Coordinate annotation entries
_ _ _ _ _ _ _
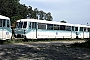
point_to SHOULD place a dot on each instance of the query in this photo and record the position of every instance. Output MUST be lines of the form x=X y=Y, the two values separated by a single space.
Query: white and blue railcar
x=41 y=29
x=82 y=31
x=5 y=28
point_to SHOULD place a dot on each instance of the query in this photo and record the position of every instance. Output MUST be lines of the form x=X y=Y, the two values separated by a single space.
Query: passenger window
x=49 y=26
x=84 y=29
x=0 y=23
x=24 y=24
x=29 y=24
x=68 y=28
x=72 y=28
x=33 y=24
x=81 y=28
x=41 y=26
x=56 y=27
x=88 y=29
x=76 y=28
x=8 y=24
x=4 y=23
x=62 y=27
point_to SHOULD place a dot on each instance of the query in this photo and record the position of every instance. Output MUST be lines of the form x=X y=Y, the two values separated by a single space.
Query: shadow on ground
x=43 y=52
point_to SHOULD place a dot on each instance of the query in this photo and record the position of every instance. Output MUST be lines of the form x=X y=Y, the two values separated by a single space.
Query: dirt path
x=57 y=50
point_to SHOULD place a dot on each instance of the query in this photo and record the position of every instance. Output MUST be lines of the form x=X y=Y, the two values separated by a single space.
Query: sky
x=71 y=11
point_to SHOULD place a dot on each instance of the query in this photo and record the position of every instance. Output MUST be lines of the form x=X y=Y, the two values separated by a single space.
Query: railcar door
x=76 y=30
x=34 y=30
x=2 y=28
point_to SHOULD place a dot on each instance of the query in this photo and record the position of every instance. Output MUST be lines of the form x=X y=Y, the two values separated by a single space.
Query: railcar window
x=62 y=27
x=84 y=29
x=24 y=24
x=8 y=23
x=81 y=28
x=72 y=28
x=4 y=23
x=29 y=24
x=0 y=23
x=49 y=26
x=68 y=28
x=76 y=28
x=88 y=29
x=41 y=26
x=33 y=24
x=56 y=27
x=20 y=24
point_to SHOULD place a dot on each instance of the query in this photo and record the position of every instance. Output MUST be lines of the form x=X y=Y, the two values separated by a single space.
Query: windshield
x=21 y=24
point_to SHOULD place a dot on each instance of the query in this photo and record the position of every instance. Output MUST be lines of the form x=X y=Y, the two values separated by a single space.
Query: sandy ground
x=57 y=50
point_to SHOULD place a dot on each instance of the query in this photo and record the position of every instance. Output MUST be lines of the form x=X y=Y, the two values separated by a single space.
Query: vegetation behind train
x=42 y=29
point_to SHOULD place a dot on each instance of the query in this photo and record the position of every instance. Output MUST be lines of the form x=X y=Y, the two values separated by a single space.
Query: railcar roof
x=4 y=17
x=43 y=21
x=51 y=22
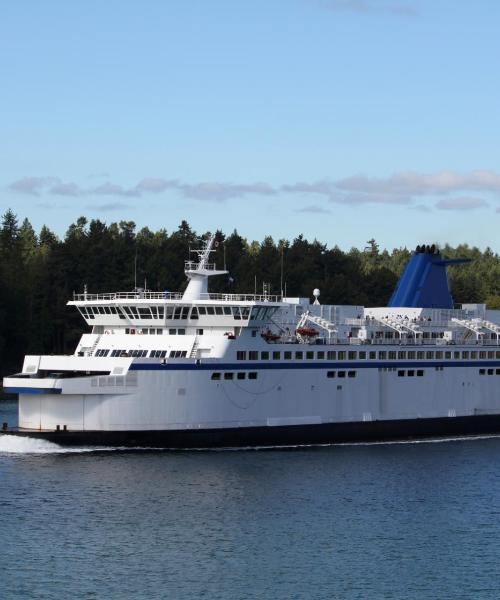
_ _ _ _ _ _ _
#### Goal of the exercise:
Which of the lines above contain the string "ground", with case counting? Copy out each of those lines.

#### Complete response:
Query: shadow on ground
Query: sandy ground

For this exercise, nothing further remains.